▶ _Document passage_
*** Begin section ***

Junk mail: are telcos failing customers with paper correspondence?
The humble letter takes its revenge on the internet as Telstra repeatedly falls foul of Australian regulators over failures with its handling of mail. How can telcos get their paper correspondence right?
Telstra has fallen foul of Australian industry regulators for cutting off 5,410 customers without warning due to missed bill payments.
The Australian Communications and Media Authority (ACMA) has written a stern letter to Telstra for not providing customers with at least five working days’ notice before suspending or restricting their connections, as required under Australia’s Telecommunications Consumer Protections Code.
Per the ACMA’s investigation report, none of the affected customers had an email address linked to their Telstra account; therefore, any notifications of changes to their accounts had to be sent by post. Due to an unspecified “intermittent issue” however, the list of customers was not forwarded on to its third-party mail house, and these letters were not generated.
5,245 customers with unpaid bills were not notified before their services were restricted, and 165 customers had their services suspended. While most customers had their services automatically resumed around seven days later because the customer acted (paid their bill), over 1,000 customers had to wait a month for Telstra to reinstate their accounts.
Australia’s Telecommunications Consumer Protections Code states that telcos must give customers at least five working days’ notice prior to the imposition of any restrictions or disconnection of services due to debt, unless the customer poses an unacceptable credit risk, is suspected of fraud, or is subject to a restriction point.
Nerida O’Loughlin, ACMA Chair, said: “By limiting peoples’ services without notice Telstra likely caused these people significant additional stress.”
This isn’t Telstra’s only recent run-in with the ACMA; in February, they were found to be in breach of its priority assistance (PA) obligations to provide additional levels of support to customers with life-threatening medical conditions, with over 250 enquiries for assistance not followed up on. In some of these cases, again, due to manual errors made by staff when processing requests, a valid mailing address or instructions as to the type of PA documentation that should be sent were not provided.
Telstra was instructed to review any agreements with third-party mail house providers, implement a process to verify that all requests to send PA documentation are carried out, and follow up when there are no records of documentation being sent.

*** End section ***

[Referring expression data]
*** Begin section ***

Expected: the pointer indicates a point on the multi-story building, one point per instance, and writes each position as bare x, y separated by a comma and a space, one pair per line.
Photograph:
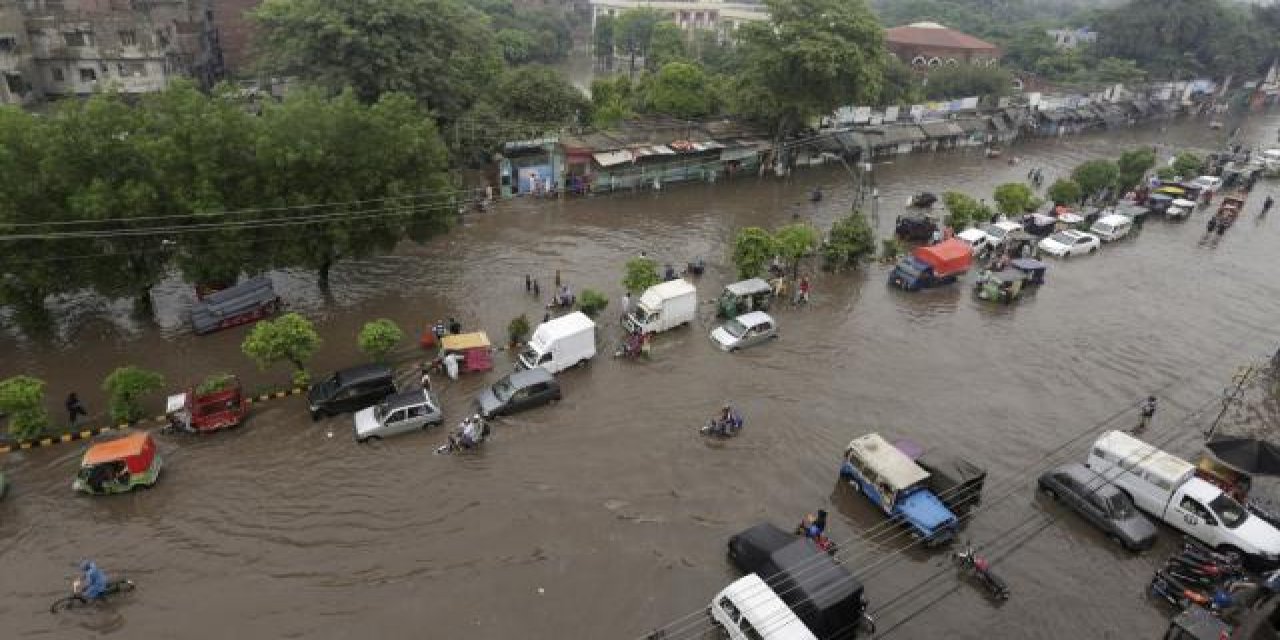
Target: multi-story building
718, 16
1072, 39
926, 45
53, 49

*** End section ***

▶ _Required work_
• a. Using the article about Telstra, decide whether each statement is true: (i) 165 customers had their services suspended. (ii) Every affected customer had an email address linked to their Telstra account. (iii) The Telecommunications Consumer Protections Code requires at least ten working days' notice before restricting services due to debt. Answer yes or no for each, and quote the words from the article that settle it.
• b. Write the next part of the article about Telstra, starting after its final sentence.
The data has no connection to the article about Telstra.

▶ _Written answers_
• a.
(i) Yes: "165 customers had their services suspended."
(ii) No: "none of the affected customers had an email address linked to their Telstra account."
(iii) No: "telcos must give customers at least five working days’ notice prior to the imposition of any restrictions or disconnection of services due to debt."

• b.
And last November, Telstra was found to have breached rules on credit management for 70 customers on financial hardship plans between May and July 2022, leaving customers unable to make calls except to Telstra and the emergency services.
Meanwhile, Telstra introduced price rises in June last year – as the aforementioned billing correspondence disaster was unfolding – and are considering once again raising the prices of its prepaid services by 20%, despite net profits climbing 25% in the last half year.
This comes hot on the heels of a warning from the Australian Communications Consumer Action Network (ACCAN) that a fifth of consumers were unable to pay for their phone or internet bill, and that 26% of consumers surveyed considered their bills “unaffordable.”
Though communication errors are usually rare as increasing numbers of customers opt for paperless correspondence, they disproportionately affect hundreds or even thousands of the most vulnerable customers, who are least capable of rectifying them due to ill health or financial hardship.
Some operators are using financial incentives to get customers to switch to electronic bills and communications. For example, Irish telco Eir now charges customers €5.99 a month to receive their bills via post to encourage customers to use their web portal or mobile app instead, with the exception of customers over the age of 65, or those with accessibility issues. Is this a suitable compromise or a cynical way to skim more money from customers during a cost-of-living crisis?
Consumers have the right to receive correspondence in a way that best works for them. Digitalising the customer invoicing and payment processes means that bills are more likely to be paid in full and on time, but it’s still essential to be able to offer paper bills and correspondence to those who need it. And that must be an integrated and automated process, not an afterthought that depends on manual intervention.